YOUR TASK:
Identify each line in the records below that contains the word "accordion", and copy those lines out.

DATA FOR THIS EXERCISE:
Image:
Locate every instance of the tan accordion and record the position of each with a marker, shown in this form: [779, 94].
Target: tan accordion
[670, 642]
--
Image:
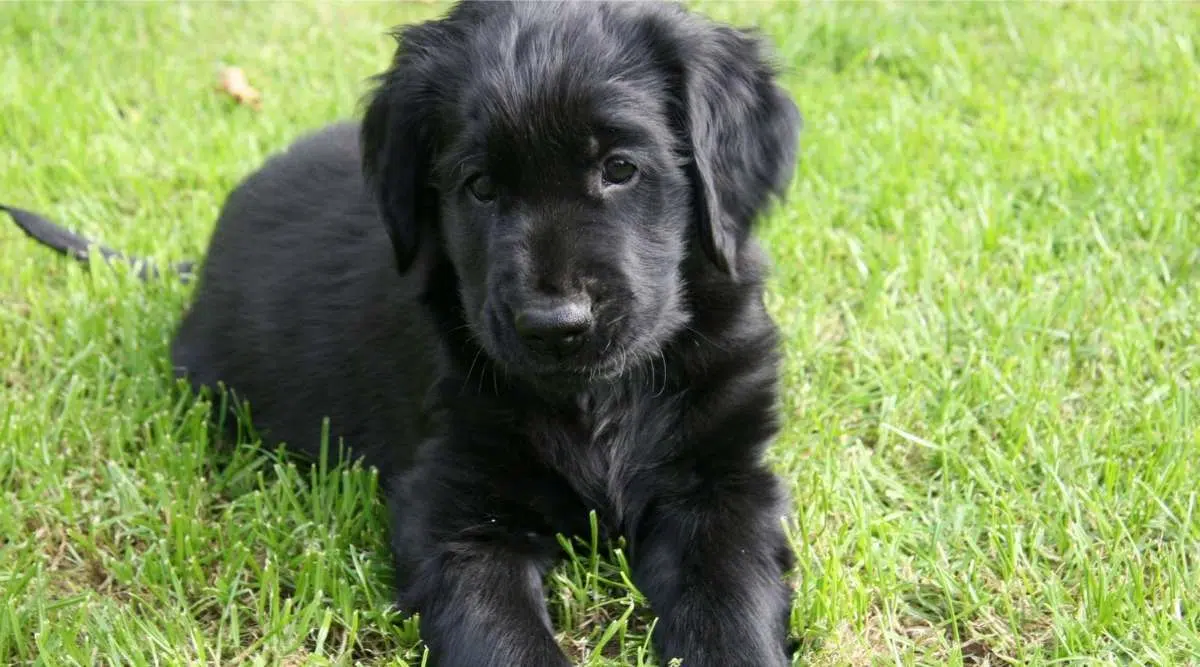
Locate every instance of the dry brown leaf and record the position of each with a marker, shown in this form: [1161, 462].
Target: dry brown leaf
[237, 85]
--
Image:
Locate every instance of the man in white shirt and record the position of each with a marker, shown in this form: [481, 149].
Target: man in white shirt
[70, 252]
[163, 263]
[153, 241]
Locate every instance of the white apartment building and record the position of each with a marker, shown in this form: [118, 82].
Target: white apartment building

TASK RESULT:
Locate every instance of the tan accordion and record the position of each with a marker, shown in this form: [779, 94].
Target: tan accordion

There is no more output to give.